Point-based annotation data
* * * * * * *
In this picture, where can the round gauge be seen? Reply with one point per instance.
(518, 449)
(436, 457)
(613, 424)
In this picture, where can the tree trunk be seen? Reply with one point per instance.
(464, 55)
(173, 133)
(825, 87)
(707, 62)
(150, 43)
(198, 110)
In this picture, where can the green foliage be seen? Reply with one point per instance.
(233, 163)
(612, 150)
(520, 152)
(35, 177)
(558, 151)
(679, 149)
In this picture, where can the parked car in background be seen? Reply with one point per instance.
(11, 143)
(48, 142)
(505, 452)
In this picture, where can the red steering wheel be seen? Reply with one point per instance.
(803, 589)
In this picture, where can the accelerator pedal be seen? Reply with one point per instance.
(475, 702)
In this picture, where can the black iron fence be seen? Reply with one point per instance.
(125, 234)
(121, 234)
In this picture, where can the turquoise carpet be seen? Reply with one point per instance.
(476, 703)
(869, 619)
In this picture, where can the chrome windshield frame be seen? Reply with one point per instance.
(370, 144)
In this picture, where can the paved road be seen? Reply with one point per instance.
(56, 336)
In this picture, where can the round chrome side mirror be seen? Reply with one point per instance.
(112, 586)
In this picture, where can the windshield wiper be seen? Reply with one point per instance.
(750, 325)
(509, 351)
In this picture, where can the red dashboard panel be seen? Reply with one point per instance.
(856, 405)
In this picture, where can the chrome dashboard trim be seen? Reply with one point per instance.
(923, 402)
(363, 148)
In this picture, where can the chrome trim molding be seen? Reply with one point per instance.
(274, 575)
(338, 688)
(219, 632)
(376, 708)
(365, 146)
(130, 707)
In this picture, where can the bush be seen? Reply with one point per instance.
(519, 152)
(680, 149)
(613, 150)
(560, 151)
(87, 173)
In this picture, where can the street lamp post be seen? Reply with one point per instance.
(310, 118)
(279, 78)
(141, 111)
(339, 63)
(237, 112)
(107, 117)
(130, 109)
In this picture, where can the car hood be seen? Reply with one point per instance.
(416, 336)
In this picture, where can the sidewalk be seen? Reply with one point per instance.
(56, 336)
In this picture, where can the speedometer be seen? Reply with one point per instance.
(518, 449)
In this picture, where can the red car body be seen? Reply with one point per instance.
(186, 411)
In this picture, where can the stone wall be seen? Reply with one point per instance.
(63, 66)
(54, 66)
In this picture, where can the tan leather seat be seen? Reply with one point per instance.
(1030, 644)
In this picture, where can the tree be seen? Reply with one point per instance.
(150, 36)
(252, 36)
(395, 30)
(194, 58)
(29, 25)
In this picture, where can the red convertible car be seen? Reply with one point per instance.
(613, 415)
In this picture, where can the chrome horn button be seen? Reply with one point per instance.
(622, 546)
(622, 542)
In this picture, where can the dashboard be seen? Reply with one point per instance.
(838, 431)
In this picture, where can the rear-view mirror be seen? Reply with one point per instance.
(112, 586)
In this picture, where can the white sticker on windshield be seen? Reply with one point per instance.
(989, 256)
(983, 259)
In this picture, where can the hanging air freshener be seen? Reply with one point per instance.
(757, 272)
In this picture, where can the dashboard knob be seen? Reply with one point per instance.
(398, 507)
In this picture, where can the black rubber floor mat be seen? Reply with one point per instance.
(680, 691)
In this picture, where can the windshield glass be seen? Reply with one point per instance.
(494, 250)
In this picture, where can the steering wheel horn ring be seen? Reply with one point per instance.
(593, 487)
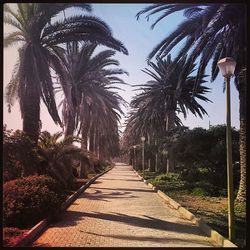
* * * * * * *
Edit the stretch from the line containing "In this picture, where can the stone" through the end of the items, replacing "dashboard" with "instrument panel" and keeping everything else the same. Leave the pictures out of your answer.

[COMPLETED EXERCISE]
In this picture, where can the stone wall be seen? Reply with one point per instance.
(63, 66)
(54, 66)
In this picture, where can the tan leather seat be seen? Reply with one point per instance.
(1030, 644)
In this picture, where can the tree be seen? Reply with one point per instance.
(150, 36)
(252, 36)
(395, 30)
(194, 58)
(29, 25)
In this picture, where can the red convertible car be seen? Reply with one point per instance.
(613, 415)
In this picture, where can the chrome horn button be seen? Reply with one point per instance.
(622, 546)
(622, 542)
In this picture, where can the instrument panel be seen? Reply with one point per instance.
(838, 431)
In this picture, where can the rear-view mirror be seen? Reply with one point per instance.
(112, 586)
In this picture, where can the white sticker on windshield be seen? Reply with one point per instance.
(989, 256)
(983, 259)
In this picture, where can the hanging air freshener be seen? Reply with one point per instance.
(757, 272)
In this picture, where can the instrument panel knob be seen? Reply with one point per instance.
(398, 507)
In this picture, where can the black rubber floor mat be seen? Reply with one point per instance.
(680, 691)
In this picture, where can the windshield glass be seen? Reply with one point per instance.
(494, 250)
In this picture, where can the steering wheel horn ring be seen? Reply with one point per instance.
(593, 487)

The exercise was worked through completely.